◆ **Reading text**
========

For example, a simple schema for chemistry would be that different chemicals are formed from different configurations of the sub-atomic ‘particles’ that make up atoms and configurations of atoms that form molecules. Thousands of facts can be fitted into that schema. In order to have a good understanding of chemistry, students would need to know about schemata other than just that simple one, and would need to know thousands of facts about chemistry before they would qualify as experts, but the simple schema plus a few examples would give them a basic understanding of what chemistry was about.

experts’ schemata Research into expertise (e.g. Chi et al, 1981) shows that experts don’t usually have one single schema for all the facts they know, but instead use different schemata for different aspects of their body of knowledge. Sometimes those schemata are explicitly linked, but sometimes they’re not. Sometimes they can’t be linked because no one knows how the linkage works yet.

chess experts

Daisy refers to research showing that expert chess players memorise thousands of different configurations of chess pieces (p.78). This is classic chunking; although in different chess sets specific pieces vary in appearance, their core visual features and the moves they can make are highly consistent, so frequently-encountered configurations of pieces are eventually treated by the brain as single units – the brain chunks the positions of the chess pieces in essentially the same way as it chunks letters into words.

De Groot’s work showed that chess experts initially identified the configurations of pieces that were possible as a next move, and then went through a process of eliminating the possibilities. The particular configuration of pieces on the board would activate several associated schemata involving possible next and subsequent moves.

So, each of the different configurations of chess pieces that are encountered so frequently they are chunked, has an underlying (simple) schema. Expert chess players then access more complex schemata for next and subsequent possible moves. Even if they have an underlying schema for chess as a whole, it doesn’t follow that they treat chess as a single unit or that they recall all possible configurations at once. Most people can reliably recognise thousands of faces and thousands of words and have schemata for organising them, but when thinking about faces or words, they don’t recall all faces or all words simultaneously. That would rapidly overload working memory.

========

◆ **Extracted material**

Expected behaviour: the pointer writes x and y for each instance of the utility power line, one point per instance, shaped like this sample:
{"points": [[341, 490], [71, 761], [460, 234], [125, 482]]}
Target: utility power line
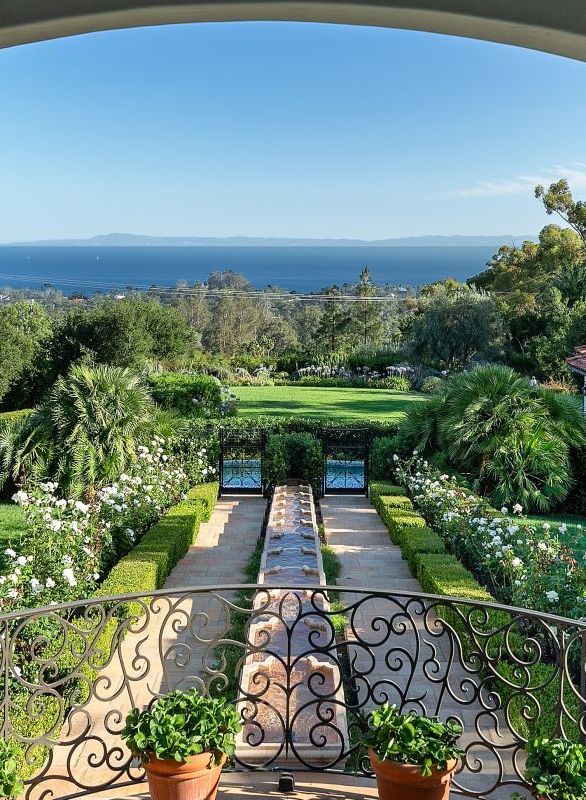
{"points": [[193, 291]]}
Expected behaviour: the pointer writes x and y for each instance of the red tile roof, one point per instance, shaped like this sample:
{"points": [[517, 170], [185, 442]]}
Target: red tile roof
{"points": [[577, 361]]}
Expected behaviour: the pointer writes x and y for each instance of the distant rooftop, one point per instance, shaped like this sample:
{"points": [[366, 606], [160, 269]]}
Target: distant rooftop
{"points": [[577, 361]]}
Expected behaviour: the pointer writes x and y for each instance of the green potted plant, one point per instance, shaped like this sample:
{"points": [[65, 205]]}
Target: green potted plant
{"points": [[10, 782], [412, 755], [183, 740], [556, 769]]}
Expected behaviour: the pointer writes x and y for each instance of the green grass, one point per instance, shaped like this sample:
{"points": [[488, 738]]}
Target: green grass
{"points": [[574, 536], [324, 403]]}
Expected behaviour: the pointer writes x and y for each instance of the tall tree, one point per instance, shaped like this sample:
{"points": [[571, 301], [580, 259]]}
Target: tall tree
{"points": [[334, 329], [367, 318]]}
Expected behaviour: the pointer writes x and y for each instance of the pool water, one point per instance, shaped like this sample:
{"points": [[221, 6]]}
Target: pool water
{"points": [[246, 474]]}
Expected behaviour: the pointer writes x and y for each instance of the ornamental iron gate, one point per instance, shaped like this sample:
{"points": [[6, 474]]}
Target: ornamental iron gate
{"points": [[346, 456], [241, 453]]}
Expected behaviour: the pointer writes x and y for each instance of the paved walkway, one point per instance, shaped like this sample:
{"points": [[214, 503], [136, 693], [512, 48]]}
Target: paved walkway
{"points": [[413, 660]]}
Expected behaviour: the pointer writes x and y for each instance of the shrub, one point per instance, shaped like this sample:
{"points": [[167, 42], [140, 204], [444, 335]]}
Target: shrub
{"points": [[189, 394], [377, 489], [416, 541], [432, 384], [293, 455], [10, 782], [556, 769], [529, 567], [382, 450], [399, 520]]}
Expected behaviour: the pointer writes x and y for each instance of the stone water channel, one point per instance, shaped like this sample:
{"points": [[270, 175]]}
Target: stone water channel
{"points": [[290, 686]]}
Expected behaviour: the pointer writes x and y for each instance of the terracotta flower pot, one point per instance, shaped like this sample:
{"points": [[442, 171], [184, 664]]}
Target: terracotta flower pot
{"points": [[405, 781], [194, 779]]}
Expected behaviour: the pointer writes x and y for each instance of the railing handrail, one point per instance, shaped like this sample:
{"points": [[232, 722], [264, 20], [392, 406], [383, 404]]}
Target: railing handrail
{"points": [[554, 619]]}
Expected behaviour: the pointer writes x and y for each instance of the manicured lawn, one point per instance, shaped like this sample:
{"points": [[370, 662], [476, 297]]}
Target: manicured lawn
{"points": [[324, 403], [575, 537]]}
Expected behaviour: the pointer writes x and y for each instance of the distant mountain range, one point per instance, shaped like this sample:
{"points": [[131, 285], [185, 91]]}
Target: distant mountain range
{"points": [[133, 240]]}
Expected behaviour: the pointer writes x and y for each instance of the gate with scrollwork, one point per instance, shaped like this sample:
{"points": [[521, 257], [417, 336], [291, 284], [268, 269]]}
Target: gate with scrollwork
{"points": [[241, 454], [346, 455]]}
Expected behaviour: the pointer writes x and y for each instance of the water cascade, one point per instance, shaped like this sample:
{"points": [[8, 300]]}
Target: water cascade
{"points": [[291, 679]]}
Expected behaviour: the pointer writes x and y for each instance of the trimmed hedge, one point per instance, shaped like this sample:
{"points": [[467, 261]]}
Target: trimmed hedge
{"points": [[442, 573], [378, 489], [293, 455], [204, 496], [187, 393], [147, 566], [382, 449], [417, 541], [144, 569]]}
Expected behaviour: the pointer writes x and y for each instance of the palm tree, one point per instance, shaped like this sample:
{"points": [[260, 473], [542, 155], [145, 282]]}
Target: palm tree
{"points": [[512, 438], [84, 433]]}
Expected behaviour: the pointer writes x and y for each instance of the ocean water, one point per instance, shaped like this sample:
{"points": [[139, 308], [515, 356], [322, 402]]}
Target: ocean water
{"points": [[303, 269]]}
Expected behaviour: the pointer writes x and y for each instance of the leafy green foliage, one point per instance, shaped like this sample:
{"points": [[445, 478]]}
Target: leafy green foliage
{"points": [[413, 739], [86, 432], [452, 328], [10, 782], [187, 393], [125, 333], [183, 724], [293, 455], [513, 438], [556, 769]]}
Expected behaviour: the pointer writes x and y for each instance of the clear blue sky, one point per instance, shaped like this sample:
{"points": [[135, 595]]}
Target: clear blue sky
{"points": [[282, 129]]}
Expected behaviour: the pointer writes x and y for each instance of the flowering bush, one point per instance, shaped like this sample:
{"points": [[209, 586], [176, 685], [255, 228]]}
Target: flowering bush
{"points": [[70, 543], [527, 566]]}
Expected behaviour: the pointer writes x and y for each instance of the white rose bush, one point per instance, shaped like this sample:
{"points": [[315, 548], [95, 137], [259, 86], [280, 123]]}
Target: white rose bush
{"points": [[526, 566], [70, 544]]}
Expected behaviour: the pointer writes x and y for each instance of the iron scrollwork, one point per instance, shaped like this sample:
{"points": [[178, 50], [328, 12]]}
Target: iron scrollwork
{"points": [[70, 674]]}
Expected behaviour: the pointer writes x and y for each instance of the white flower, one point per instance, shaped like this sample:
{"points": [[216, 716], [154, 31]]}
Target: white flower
{"points": [[20, 497], [69, 576]]}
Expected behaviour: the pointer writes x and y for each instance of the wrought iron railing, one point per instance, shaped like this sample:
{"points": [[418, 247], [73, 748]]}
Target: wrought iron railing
{"points": [[305, 673]]}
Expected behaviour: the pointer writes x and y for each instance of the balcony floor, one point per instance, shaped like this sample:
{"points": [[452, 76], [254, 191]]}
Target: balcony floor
{"points": [[263, 785]]}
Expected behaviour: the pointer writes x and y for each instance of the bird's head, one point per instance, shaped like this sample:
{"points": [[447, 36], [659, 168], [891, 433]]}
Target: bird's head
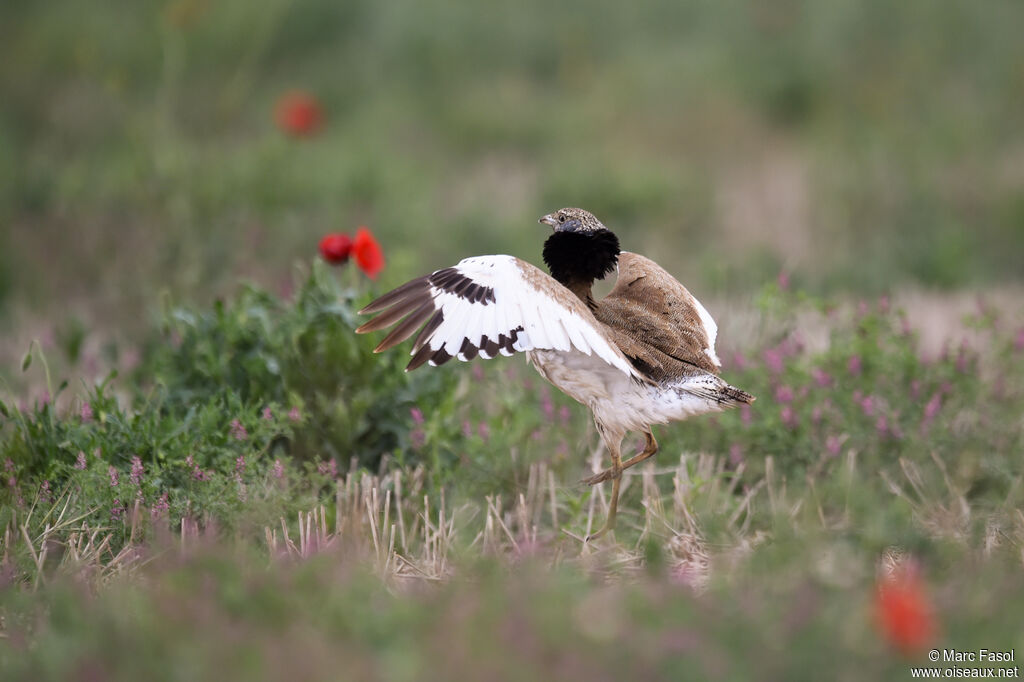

========

◆ **Required action**
Retype, word for word, the section of the passage on schemata and expertise that begins at the words "Daisy refers to" and ends after "and subsequent moves.".

◆ **Answer area**
Daisy refers to research showing that expert chess players memorise thousands of different configurations of chess pieces (p.78). This is classic chunking; although in different chess sets specific pieces vary in appearance, their core visual features and the moves they can make are highly consistent, so frequently-encountered configurations of pieces are eventually treated by the brain as single units – the brain chunks the positions of the chess pieces in essentially the same way as it chunks letters into words.

De Groot’s work showed that chess experts initially identified the configurations of pieces that were possible as a next move, and then went through a process of eliminating the possibilities. The particular configuration of pieces on the board would activate several associated schemata involving possible next and subsequent moves.